• STATED PROBLEM
Copy out the passage of the excerpt about the Canadiens' general managers between "Ultimately though, Hughes" and "was clearly needed.", inclusive.

The More Things Change at Habs’ Helm…

Ultimately though, Hughes is entering a similar situation as Bergevin, trying to turn around the team that is struggling (like most new GMs). It puts in perspective how GMs, like coaches, are only really hired to eventually be fired. Bergevin lasted 10 years, even if there had been calls for his dismissal far sooner than that. It’s an accomplishment that can’t be taken away from him along with the run to the Stanley Cup Final last summer. Still, a fresh start was clearly needed. 

“Today marks the first step towards bringing back a winning culture to our organization. Our priorities are as follows: improve the team in the short term, re-establish a winning culture over the long term, give our fans what they deserve, the best possible product on the ice, and establish stability in all areas of the organization,” said Molson. Truer words have never been spoken, even if those words in this instance came 10 years ago. 

Marc Bergevin Canadiens
Ex-Montreal Canadiens GM Marc Bergevin – (Amy Irvin / The Hockey Writers)

Maybe the biggest difference is Hughes was hired mid-season, while Bergevin came on board after the 2011-12 season, with a lockout looming. With the trade deadline rapidly approaching (March 21), fans won’t have to wait nearly as long as they did a decade ago to get actual first impressions of their new GM. Hughes definitely has his work cut out for him. One can only hope he’s assessed primarily on that work from this point moving forward. He’s here to build first and foremost a team, but also a name for himself, not be judged for that name before the ink dries on his contract.

• EXTRACTED ENTRIES
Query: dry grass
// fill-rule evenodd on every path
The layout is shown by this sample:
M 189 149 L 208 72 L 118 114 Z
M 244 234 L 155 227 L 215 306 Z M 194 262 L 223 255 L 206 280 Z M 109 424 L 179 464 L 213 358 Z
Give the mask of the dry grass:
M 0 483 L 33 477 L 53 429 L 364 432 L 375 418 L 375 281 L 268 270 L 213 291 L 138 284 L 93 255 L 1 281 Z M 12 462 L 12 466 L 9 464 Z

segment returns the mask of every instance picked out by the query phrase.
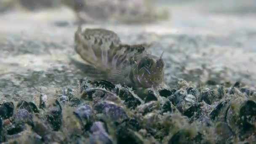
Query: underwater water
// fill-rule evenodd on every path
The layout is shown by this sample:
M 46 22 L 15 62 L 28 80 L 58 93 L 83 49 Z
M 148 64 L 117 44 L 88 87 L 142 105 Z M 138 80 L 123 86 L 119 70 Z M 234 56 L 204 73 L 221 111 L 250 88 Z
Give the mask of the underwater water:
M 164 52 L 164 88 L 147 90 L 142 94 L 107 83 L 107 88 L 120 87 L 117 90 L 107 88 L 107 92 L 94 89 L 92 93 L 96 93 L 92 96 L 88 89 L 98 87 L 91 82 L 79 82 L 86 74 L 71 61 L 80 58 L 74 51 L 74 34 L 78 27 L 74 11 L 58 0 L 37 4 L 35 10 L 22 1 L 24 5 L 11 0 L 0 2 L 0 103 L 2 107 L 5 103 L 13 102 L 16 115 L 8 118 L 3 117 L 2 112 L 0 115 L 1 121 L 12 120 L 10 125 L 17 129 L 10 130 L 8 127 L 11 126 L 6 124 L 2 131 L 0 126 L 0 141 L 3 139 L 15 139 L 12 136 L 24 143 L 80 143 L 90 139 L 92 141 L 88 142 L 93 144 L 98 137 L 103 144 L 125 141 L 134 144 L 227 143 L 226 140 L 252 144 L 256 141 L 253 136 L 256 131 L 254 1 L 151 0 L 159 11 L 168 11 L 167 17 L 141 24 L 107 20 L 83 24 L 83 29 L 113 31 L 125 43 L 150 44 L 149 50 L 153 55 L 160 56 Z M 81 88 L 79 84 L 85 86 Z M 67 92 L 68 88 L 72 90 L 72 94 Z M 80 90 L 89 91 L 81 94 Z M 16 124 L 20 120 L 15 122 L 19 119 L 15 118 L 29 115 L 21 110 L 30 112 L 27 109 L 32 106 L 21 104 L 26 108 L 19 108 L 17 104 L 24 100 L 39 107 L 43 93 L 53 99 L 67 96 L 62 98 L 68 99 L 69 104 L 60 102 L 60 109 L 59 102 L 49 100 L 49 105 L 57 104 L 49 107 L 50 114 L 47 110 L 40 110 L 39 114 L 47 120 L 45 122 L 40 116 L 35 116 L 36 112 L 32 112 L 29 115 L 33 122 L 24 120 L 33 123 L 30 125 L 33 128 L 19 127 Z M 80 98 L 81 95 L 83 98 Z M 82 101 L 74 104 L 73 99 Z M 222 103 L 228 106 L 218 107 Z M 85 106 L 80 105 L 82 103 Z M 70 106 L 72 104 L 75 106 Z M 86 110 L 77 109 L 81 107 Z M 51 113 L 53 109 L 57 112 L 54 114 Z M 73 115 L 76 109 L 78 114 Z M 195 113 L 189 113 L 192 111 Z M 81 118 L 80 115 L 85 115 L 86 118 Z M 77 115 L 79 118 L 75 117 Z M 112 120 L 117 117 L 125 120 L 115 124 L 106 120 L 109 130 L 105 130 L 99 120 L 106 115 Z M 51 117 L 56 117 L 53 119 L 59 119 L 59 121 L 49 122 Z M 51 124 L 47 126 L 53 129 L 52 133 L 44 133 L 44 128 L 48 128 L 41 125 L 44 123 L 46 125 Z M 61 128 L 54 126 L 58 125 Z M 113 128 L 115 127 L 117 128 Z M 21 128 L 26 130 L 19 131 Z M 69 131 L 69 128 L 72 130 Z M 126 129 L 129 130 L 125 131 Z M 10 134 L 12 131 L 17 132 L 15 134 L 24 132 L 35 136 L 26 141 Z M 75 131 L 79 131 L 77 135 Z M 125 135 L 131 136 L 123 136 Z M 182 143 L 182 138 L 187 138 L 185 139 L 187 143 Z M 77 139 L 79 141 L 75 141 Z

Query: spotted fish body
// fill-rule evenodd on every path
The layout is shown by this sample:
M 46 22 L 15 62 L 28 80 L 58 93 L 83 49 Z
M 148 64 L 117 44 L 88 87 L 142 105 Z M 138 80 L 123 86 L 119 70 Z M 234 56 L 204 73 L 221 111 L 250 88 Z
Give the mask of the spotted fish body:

• ANSWER TO THIS EXERCISE
Ultimately though, Hughes is entering a similar situation as Bergevin, trying to turn around the team that is struggling (like most new GMs). It puts in perspective how GMs, like coaches, are only really hired to eventually be fired. Bergevin lasted 10 years, even if there had been calls for his dismissal far sooner than that. It’s an accomplishment that can’t be taken away from him along with the run to the Stanley Cup Final last summer. Still, a fresh start was clearly needed.